Given data START

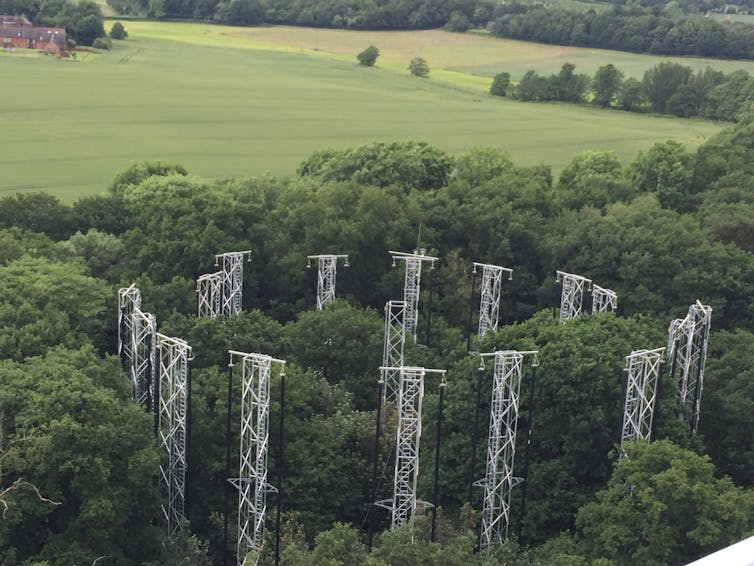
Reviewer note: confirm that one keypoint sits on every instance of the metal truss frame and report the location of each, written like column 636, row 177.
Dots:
column 412, row 285
column 327, row 266
column 232, row 280
column 643, row 368
column 143, row 367
column 572, row 296
column 254, row 445
column 174, row 355
column 408, row 435
column 129, row 300
column 393, row 349
column 489, row 304
column 209, row 293
column 603, row 300
column 501, row 445
column 687, row 347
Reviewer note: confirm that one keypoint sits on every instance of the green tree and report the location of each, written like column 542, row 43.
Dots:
column 500, row 84
column 664, row 505
column 117, row 31
column 368, row 57
column 606, row 84
column 418, row 67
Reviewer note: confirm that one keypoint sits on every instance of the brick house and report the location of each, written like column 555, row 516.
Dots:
column 17, row 32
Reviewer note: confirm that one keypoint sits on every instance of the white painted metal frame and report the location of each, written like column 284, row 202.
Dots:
column 501, row 445
column 129, row 300
column 412, row 285
column 142, row 368
column 687, row 342
column 393, row 349
column 327, row 267
column 643, row 367
column 408, row 436
column 174, row 355
column 489, row 302
column 232, row 280
column 603, row 300
column 209, row 293
column 572, row 296
column 254, row 445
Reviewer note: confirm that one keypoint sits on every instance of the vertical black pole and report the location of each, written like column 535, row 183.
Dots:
column 373, row 495
column 429, row 306
column 471, row 311
column 186, row 498
column 527, row 450
column 227, row 463
column 156, row 390
column 438, row 439
column 281, row 447
column 475, row 432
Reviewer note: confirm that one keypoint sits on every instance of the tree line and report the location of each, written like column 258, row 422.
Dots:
column 667, row 88
column 626, row 28
column 668, row 228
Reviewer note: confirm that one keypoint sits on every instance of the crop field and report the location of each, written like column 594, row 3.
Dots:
column 228, row 101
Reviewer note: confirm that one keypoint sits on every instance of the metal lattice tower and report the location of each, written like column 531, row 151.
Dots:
column 501, row 445
column 252, row 476
column 142, row 368
column 412, row 286
column 392, row 353
column 687, row 347
column 489, row 305
column 174, row 355
column 327, row 269
column 129, row 300
column 408, row 434
column 209, row 292
column 603, row 300
column 232, row 280
column 572, row 297
column 643, row 367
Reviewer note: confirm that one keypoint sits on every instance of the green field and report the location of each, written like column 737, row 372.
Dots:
column 233, row 101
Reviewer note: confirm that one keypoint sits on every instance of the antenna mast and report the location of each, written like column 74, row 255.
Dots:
column 489, row 305
column 252, row 476
column 327, row 265
column 501, row 445
column 412, row 285
column 643, row 367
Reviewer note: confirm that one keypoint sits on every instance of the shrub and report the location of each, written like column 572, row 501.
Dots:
column 419, row 67
column 118, row 31
column 102, row 43
column 369, row 56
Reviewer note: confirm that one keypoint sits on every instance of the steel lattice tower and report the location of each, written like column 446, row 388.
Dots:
column 643, row 367
column 412, row 286
column 174, row 355
column 501, row 446
column 209, row 292
column 408, row 434
column 395, row 341
column 232, row 280
column 142, row 368
column 129, row 300
column 603, row 300
column 489, row 304
column 687, row 347
column 327, row 266
column 252, row 476
column 572, row 297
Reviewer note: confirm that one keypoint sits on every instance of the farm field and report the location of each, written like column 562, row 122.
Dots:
column 228, row 101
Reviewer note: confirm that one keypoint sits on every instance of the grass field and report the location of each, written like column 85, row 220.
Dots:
column 232, row 101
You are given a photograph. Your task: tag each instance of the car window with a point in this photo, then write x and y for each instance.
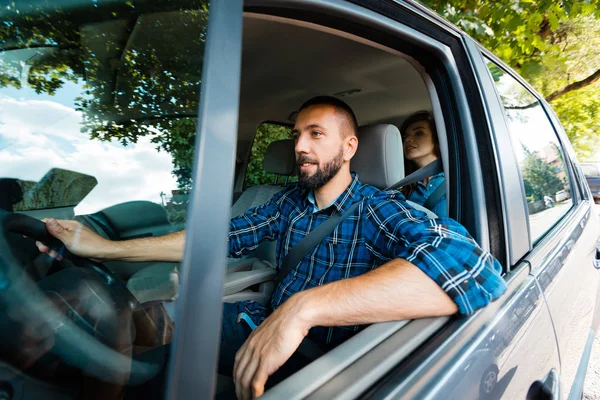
(538, 152)
(265, 135)
(98, 107)
(590, 170)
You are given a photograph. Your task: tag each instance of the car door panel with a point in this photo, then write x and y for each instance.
(462, 361)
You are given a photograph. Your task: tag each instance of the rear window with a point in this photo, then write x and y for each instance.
(591, 170)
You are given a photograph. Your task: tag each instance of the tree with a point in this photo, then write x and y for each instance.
(133, 86)
(265, 134)
(539, 177)
(553, 45)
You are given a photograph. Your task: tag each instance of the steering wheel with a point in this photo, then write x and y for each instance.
(75, 343)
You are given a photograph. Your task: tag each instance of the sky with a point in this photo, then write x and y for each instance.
(40, 132)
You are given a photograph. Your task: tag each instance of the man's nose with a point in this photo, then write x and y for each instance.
(302, 145)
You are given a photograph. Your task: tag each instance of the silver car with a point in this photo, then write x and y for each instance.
(140, 118)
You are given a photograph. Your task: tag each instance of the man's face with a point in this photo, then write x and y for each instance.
(319, 146)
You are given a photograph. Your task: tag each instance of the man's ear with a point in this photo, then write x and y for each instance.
(350, 147)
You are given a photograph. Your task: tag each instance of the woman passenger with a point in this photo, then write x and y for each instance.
(421, 147)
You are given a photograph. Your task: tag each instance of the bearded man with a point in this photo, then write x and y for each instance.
(384, 262)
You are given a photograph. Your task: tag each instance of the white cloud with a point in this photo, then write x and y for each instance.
(40, 135)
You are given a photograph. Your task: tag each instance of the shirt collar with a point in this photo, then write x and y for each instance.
(343, 201)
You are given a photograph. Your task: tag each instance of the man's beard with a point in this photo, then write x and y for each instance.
(321, 176)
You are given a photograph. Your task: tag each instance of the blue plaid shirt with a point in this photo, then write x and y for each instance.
(384, 227)
(421, 193)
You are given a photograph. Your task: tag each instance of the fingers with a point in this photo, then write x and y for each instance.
(245, 379)
(42, 247)
(56, 229)
(259, 382)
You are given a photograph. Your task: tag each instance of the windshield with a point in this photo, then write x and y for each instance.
(113, 97)
(98, 104)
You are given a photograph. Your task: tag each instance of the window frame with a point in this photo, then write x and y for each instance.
(193, 362)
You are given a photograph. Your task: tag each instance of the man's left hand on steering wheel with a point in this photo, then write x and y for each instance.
(78, 239)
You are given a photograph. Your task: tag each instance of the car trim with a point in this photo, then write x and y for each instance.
(195, 349)
(515, 247)
(577, 388)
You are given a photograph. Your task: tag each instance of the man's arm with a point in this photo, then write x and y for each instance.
(84, 242)
(397, 290)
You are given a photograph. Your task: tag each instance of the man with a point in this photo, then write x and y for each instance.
(384, 262)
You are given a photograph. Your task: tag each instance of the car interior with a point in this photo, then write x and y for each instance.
(284, 63)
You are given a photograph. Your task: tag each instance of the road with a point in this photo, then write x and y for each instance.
(591, 388)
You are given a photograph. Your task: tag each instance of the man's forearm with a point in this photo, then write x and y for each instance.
(397, 290)
(160, 248)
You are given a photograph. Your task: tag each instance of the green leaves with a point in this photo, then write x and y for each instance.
(551, 44)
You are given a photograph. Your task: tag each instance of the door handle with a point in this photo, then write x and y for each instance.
(548, 389)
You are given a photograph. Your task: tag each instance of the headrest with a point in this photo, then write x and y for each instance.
(379, 160)
(280, 158)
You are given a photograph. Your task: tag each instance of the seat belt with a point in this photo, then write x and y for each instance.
(301, 249)
(307, 347)
(431, 169)
(435, 196)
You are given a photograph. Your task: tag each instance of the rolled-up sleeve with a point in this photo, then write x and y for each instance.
(442, 248)
(261, 223)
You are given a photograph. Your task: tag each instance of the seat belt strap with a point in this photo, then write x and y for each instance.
(300, 250)
(431, 169)
(435, 196)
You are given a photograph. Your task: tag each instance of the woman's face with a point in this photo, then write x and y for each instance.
(418, 143)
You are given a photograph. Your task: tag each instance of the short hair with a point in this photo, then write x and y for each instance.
(341, 108)
(418, 117)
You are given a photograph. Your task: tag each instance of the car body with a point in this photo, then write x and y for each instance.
(592, 176)
(75, 74)
(562, 195)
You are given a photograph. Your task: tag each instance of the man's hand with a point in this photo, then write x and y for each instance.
(78, 238)
(268, 348)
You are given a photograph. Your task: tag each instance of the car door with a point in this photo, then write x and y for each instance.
(563, 234)
(500, 351)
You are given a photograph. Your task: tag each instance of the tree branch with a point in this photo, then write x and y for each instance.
(574, 86)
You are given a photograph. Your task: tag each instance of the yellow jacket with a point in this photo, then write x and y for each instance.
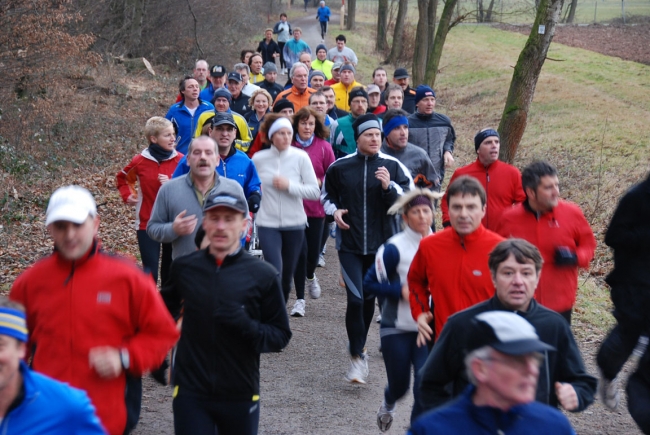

Given data END

**Task statement**
Note down each line above where the word "field" occurs.

**Task result**
Reviewer note: confirm that one keypoint sits on every instance of the crop field and report the location of each, written like column 594, row 3.
Reviewer note: confirm that one keypoint sits on every instance of the green field and report the location of each, written like column 737, row 372.
Reviewer note: confirm that one keypoint sits on every instance of the farm field and report the location of each, written like column 562, row 122.
Reviewer note: confirm that one keypoint sits on every instance of the grass field and report the location of each, written like column 85, row 220.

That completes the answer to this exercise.